Skip to content

asmoyou/Monocular_3D_human_body

Repository files navigation

SAM 3D Body Editor

An interactive web application for 3D human body pose estimation and manipulation using Meta's SAM-3D-Body model.

中文文档 | English


Overview

SAM 3D Body Editor is a web-based application that enables users to upload images, automatically detect and reconstruct 3D human body models, and interactively manipulate body poses through an intuitive joint control system. Built with React and Flask, it provides real-time 3D visualization using Three.js.

Features

  • 🖼️ Image Upload: Drag & drop or click to upload images (PNG, JPG, JPEG, WEBP)

--- Dataset extract ---
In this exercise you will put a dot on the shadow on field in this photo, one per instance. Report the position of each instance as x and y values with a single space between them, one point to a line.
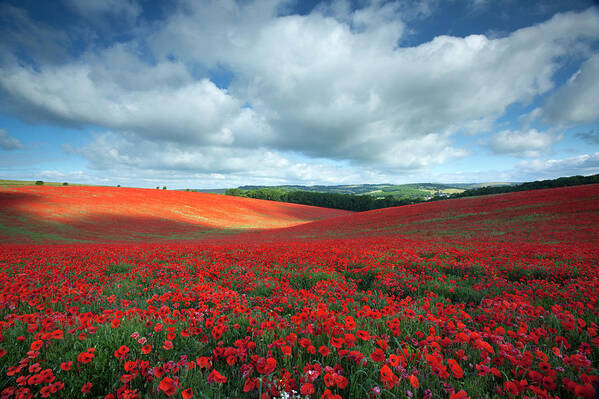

--- Do this ---
List every image file format that the SAM 3D Body Editor page says can be uploaded.

--- Result of this exercise ---
PNG, JPG, JPEG, WEBP